_What the task asks_:
Scan the records below. List lines holding "each".

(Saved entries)

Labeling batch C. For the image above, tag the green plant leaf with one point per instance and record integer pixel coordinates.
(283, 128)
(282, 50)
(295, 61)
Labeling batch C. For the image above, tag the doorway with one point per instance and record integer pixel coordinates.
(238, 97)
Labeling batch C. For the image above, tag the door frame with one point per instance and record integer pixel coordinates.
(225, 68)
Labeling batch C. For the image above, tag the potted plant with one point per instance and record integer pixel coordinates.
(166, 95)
---
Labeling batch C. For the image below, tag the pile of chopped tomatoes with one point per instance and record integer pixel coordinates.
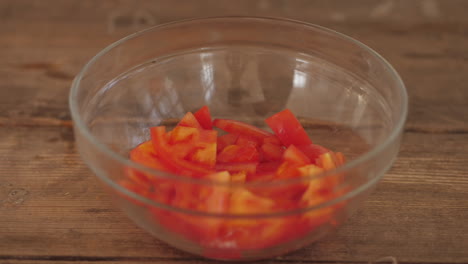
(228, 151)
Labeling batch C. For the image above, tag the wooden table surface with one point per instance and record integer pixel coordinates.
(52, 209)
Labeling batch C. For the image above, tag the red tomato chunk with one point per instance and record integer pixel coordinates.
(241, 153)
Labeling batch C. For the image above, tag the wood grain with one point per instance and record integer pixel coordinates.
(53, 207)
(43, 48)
==
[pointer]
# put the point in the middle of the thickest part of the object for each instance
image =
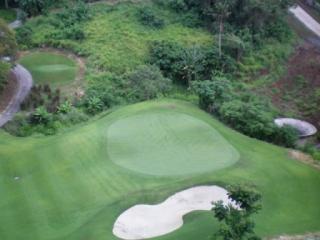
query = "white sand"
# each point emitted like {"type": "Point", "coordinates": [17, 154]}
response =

_Exercise output_:
# put the point in the middle of the thickest part of the object for each instance
# each point emitted like {"type": "Point", "coordinates": [17, 154]}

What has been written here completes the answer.